● TASK DIRECTIONS: Extract every line in the records below that contains the word "floor", treating uppercase and lowercase as different.

►

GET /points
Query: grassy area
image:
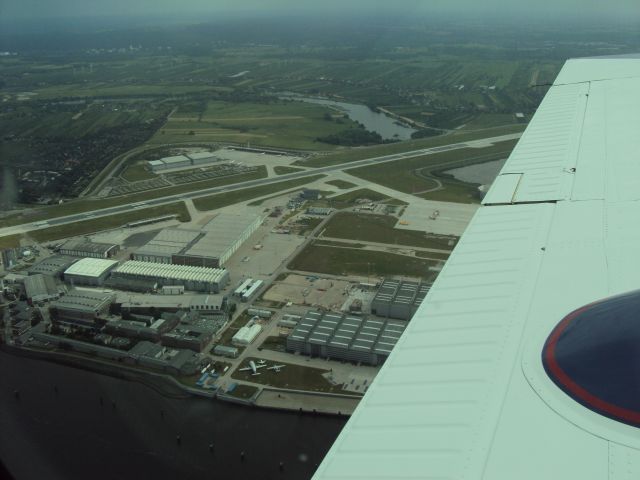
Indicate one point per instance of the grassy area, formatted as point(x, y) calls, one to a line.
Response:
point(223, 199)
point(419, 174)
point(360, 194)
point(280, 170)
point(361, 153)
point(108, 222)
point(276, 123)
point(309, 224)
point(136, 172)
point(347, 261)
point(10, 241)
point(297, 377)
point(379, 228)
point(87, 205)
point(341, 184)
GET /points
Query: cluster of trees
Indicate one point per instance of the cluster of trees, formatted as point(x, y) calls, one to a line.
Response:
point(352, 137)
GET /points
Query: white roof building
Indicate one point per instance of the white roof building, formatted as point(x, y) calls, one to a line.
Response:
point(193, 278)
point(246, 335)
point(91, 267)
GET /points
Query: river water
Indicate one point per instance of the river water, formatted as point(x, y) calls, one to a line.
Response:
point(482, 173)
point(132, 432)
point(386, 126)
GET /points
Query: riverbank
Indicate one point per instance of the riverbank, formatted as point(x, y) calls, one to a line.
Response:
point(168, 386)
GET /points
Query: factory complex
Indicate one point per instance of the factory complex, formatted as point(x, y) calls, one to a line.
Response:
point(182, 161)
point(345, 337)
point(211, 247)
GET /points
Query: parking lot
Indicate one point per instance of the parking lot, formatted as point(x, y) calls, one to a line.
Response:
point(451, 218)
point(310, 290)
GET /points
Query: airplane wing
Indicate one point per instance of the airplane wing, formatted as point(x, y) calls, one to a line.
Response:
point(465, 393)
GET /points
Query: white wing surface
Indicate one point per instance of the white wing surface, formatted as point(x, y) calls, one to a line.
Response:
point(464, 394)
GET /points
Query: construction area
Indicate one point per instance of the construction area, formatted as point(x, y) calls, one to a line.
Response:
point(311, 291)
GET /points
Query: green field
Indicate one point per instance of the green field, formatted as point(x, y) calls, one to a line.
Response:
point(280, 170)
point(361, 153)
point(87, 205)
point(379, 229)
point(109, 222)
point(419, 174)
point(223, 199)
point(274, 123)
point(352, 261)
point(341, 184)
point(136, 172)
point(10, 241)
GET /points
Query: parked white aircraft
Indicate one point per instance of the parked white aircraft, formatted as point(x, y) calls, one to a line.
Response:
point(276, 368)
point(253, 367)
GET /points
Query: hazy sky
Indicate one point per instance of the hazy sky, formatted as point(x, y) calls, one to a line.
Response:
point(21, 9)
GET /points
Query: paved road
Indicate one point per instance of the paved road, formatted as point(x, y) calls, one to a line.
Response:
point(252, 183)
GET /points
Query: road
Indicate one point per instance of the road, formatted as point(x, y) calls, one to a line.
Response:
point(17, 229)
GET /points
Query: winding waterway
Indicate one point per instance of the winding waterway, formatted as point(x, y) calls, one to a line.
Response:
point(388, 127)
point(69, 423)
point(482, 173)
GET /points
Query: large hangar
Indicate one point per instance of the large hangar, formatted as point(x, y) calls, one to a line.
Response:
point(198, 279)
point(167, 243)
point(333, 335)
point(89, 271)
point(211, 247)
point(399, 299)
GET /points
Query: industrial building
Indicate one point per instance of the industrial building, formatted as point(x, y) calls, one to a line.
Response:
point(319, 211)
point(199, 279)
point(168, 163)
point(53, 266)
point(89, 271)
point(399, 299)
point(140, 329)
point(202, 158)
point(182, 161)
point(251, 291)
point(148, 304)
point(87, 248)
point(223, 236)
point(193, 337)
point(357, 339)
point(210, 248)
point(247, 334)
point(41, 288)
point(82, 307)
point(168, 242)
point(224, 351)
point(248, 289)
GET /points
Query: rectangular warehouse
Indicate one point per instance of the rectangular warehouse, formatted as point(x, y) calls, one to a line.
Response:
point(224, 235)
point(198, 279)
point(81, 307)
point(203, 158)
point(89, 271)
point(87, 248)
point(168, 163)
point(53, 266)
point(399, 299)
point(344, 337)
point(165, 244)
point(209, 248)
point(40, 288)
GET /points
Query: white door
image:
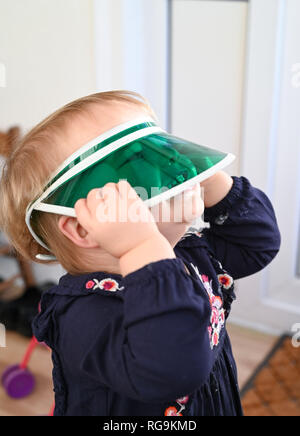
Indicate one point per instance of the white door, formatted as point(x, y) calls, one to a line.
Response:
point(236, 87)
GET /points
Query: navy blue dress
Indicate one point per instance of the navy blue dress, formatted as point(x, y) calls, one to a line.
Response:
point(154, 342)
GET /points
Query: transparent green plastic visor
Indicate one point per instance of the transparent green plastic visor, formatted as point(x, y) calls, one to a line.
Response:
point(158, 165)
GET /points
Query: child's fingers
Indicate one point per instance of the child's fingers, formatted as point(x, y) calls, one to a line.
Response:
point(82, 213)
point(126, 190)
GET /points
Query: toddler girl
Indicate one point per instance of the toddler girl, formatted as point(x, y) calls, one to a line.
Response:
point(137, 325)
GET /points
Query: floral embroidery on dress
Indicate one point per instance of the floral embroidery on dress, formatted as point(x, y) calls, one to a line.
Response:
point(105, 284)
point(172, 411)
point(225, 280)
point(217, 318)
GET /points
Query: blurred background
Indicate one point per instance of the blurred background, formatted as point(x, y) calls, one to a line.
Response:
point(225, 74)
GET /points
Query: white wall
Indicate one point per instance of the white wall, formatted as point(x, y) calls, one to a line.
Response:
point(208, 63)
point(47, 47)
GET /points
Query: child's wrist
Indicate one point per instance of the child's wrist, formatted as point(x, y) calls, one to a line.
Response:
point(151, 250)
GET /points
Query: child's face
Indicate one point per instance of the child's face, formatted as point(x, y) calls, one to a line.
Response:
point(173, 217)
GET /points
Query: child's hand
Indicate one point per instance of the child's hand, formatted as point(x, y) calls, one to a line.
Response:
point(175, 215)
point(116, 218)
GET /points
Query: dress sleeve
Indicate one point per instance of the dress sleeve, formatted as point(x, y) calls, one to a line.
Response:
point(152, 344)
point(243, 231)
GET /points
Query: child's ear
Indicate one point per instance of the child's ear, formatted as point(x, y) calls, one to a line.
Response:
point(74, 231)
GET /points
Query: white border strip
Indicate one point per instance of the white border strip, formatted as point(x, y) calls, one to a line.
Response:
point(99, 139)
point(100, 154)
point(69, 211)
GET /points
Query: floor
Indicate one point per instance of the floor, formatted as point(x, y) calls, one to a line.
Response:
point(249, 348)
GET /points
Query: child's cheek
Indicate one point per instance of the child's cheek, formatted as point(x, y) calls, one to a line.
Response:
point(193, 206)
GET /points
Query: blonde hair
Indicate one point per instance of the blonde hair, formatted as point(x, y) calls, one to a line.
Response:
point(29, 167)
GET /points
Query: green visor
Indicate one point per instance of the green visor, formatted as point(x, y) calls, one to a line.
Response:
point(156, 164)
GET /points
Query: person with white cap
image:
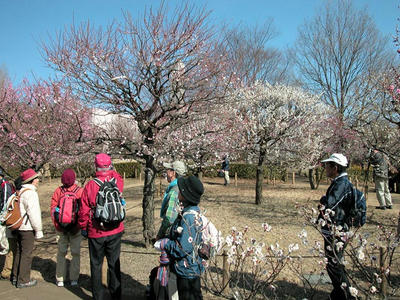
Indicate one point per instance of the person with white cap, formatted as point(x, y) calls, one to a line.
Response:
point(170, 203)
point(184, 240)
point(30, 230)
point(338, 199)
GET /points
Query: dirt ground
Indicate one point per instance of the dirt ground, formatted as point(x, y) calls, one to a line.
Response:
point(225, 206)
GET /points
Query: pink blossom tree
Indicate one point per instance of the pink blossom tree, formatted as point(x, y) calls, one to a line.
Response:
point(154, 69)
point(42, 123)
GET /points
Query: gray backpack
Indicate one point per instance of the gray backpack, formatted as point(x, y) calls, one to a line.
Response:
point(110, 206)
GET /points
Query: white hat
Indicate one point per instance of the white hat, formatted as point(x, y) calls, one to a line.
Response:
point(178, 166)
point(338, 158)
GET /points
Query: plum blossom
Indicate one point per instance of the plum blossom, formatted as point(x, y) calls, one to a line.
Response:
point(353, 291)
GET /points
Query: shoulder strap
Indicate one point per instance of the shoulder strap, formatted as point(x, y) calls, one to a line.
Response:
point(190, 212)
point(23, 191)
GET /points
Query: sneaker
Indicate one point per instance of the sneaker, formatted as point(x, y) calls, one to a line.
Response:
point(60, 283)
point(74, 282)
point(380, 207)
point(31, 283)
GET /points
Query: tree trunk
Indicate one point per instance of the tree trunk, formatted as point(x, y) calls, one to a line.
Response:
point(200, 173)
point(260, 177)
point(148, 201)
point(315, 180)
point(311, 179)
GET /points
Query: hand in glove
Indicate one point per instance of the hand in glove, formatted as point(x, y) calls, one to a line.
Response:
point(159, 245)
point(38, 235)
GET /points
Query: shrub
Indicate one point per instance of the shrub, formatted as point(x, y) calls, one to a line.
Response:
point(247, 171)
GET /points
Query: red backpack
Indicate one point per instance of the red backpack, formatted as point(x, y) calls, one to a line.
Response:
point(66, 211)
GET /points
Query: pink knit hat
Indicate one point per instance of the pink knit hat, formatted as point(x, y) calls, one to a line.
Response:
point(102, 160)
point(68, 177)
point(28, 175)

◄
►

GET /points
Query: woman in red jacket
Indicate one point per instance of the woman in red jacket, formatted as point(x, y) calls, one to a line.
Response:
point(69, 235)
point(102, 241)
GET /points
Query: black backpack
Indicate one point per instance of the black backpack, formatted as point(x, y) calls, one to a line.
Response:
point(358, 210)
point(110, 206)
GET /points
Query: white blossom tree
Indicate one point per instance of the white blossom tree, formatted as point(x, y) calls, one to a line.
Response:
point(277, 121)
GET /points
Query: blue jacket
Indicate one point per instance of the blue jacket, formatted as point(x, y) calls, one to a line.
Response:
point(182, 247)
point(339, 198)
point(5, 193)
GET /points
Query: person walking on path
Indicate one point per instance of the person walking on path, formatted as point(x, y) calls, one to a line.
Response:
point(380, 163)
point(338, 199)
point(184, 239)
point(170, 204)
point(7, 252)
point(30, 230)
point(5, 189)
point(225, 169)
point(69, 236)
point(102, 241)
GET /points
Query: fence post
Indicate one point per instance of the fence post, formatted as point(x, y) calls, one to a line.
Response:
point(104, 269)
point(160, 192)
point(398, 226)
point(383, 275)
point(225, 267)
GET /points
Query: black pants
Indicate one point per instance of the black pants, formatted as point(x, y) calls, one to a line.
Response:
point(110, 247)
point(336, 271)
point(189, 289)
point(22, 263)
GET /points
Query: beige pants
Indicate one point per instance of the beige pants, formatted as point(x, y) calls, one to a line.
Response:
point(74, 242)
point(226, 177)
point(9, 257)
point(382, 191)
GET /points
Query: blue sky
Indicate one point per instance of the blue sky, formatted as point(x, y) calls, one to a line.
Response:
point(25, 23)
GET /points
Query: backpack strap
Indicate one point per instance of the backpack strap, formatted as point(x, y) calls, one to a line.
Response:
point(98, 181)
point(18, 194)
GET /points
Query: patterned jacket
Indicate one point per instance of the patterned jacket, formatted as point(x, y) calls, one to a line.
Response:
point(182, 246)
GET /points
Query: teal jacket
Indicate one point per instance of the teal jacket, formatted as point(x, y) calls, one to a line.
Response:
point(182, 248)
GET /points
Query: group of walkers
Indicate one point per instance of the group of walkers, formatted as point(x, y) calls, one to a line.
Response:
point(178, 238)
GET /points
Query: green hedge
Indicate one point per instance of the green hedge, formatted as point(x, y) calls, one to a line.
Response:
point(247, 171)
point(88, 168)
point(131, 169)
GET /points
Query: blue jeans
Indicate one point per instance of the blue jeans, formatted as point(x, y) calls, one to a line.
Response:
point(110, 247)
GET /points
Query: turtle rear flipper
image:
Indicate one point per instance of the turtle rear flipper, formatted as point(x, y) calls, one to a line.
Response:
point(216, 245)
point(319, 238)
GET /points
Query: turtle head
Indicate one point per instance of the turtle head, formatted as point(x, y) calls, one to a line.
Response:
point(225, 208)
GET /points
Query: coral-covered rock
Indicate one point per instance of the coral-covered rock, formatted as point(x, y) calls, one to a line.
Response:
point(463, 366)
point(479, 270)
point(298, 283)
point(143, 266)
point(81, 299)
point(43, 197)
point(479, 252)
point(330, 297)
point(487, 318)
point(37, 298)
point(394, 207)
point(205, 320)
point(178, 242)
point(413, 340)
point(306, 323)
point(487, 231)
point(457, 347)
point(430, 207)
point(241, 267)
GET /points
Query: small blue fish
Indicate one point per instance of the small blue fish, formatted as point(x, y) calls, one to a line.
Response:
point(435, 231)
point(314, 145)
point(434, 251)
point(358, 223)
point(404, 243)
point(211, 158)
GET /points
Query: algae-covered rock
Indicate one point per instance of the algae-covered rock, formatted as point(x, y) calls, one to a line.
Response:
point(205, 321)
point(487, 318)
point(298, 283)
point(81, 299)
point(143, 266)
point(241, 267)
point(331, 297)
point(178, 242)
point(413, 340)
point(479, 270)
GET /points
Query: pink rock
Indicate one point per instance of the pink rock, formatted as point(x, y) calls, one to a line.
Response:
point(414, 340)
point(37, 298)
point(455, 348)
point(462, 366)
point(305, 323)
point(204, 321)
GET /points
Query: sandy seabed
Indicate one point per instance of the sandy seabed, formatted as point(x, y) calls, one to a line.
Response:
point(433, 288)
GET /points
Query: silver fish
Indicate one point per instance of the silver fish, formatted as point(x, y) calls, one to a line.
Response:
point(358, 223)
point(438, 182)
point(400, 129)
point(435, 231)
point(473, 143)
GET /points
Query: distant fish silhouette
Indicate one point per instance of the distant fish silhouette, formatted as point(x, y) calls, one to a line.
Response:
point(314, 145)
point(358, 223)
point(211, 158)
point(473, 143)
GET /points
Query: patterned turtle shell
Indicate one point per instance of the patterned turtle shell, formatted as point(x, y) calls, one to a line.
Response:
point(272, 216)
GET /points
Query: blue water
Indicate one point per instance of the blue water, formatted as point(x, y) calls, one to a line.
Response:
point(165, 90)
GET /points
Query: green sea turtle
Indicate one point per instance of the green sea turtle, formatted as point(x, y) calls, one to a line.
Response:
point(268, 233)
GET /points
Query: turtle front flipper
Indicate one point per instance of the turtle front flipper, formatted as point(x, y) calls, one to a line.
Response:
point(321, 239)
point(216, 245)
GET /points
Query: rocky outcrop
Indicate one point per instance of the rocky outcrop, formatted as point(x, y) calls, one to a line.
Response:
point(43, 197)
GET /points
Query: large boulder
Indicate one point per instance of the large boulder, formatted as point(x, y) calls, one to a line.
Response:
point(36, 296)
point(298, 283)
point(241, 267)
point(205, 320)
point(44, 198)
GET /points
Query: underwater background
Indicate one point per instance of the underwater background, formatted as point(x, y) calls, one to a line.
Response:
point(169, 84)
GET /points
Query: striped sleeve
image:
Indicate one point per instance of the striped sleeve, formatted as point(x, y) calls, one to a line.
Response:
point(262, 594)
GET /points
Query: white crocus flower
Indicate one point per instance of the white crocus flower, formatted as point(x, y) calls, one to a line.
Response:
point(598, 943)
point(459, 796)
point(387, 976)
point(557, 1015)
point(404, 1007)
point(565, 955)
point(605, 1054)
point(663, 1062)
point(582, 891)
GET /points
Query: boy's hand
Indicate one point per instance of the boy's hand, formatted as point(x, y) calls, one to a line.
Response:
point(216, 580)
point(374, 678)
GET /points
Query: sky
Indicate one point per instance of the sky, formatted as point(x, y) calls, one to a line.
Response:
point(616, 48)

◄

● WRITTEN ANSWER:
Query: floor
Indicate one point per instance of the floor, formatted as point(x, y) calls, one to a line.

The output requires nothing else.